[[ Text provided, beginning ]]

His most important convert was Elijah Muhammad, an itinerant laborer who found Fard in 1931 and quickly became a devoted follower. Fard transferred leadership of the (not yet named) NOI to Elijah in 1933, shortly before his disappearance, and Elijah would lead the church until his death in 1975, presiding over its apogee in the 1960s along with some of its darkest moments. Under Elijah Muhammad’s leadership, the NOI became a national movement with mosques in every major city. It established recruiting pipelines in most black neighborhoods, college campuses, alcoholism and drug addiction support groups, and most especially, prisons. The incarcerated became a core demographic for the NOI, as disproportionately black prisons formed deep wellsprings of anger that was easily radicalized into fodder for the revolution.
By the 1970s, the NOI was the central organization leading the revolutionary wing of black activism. But as Muhammad, whose health was always frail, slipped into terminal decay, the formerly centralized NOI began to strain, and fringe groups began to sprout, operating semi-autonomously under the NOI banner.
In the late 1960s, one such group, from the Nation of Islam’s Mosque No. 26 in San Francisco, began to push a more irredentist view of NOI ideology. Blacks could not simply secede from white society, they said, because the machinations of the white man would always undermine them. Indeed, for them, the existence of the white man’s rule anywhere was an inherent threat to the black man everywhere. The only solution was to kill every “white devil,” and in doing so, retake the society they built with their blood and labor.

[[ Text provided, end ]]
[[ Information supplied, beginning ]]

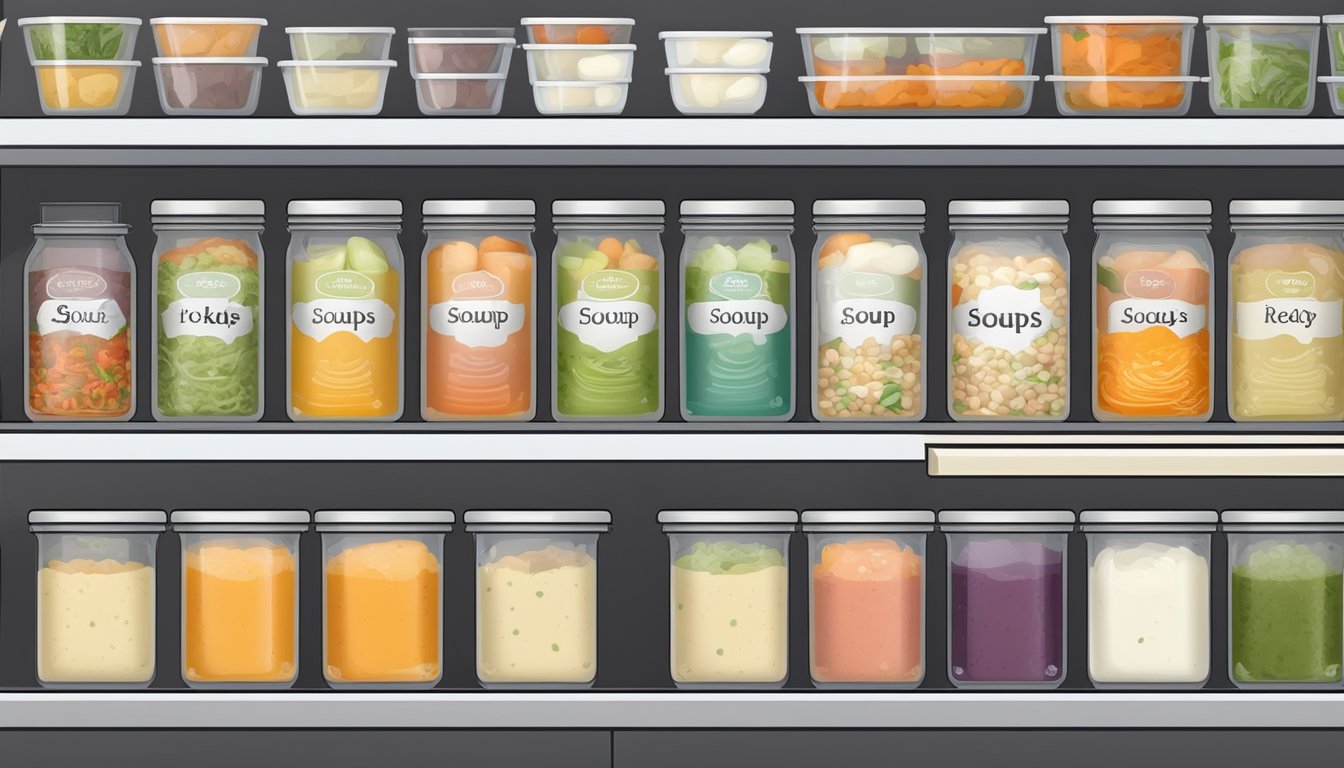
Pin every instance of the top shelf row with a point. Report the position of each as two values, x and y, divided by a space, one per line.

[[ Information supplied, end ]]
[[ Information supplied, beginning ]]

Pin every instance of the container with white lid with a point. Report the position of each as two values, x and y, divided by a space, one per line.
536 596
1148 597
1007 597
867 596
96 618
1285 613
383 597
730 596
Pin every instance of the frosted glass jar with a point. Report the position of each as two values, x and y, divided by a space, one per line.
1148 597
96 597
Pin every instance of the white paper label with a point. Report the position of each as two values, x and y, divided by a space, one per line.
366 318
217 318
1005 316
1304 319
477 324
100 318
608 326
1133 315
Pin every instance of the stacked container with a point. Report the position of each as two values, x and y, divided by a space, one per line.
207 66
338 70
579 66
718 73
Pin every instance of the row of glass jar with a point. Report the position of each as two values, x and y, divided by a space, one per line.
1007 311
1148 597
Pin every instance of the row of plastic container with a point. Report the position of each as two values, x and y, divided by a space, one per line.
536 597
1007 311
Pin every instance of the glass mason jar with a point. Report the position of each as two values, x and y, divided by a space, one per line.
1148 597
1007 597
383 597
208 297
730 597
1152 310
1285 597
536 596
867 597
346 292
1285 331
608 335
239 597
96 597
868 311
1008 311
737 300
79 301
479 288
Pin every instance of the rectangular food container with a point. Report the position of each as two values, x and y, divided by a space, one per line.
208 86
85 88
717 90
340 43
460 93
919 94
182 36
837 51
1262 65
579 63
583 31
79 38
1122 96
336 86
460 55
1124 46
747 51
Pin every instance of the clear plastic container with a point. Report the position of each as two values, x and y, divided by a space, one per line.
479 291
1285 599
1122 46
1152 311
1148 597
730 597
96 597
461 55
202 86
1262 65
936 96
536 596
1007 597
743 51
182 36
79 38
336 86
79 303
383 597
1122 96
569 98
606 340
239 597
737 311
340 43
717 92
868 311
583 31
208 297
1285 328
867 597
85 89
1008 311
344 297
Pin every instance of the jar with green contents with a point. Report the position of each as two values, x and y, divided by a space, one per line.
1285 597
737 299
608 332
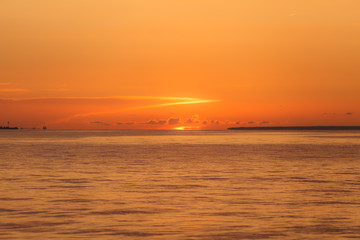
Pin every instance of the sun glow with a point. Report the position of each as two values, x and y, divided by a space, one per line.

[[ Information supplied, end ]]

## Work order 1
In the Nation of Islam passage, in what year did Fard pass leadership to Elijah Muhammad?
## Work order 2
Repeat the Nation of Islam passage word for word, starting with "By the 1970s, the" and going on through "the NOI banner.".
The listing comes from a different source than the Nation of Islam passage.

## Written solution 1
1933

## Written solution 2
By the 1970s, the NOI was the central organization leading the revolutionary wing of black activism. But as Muhammad, whose health was always frail, slipped into terminal decay, the formerly centralized NOI began to strain, and fringe groups began to sprout, operating semi-autonomously under the NOI banner.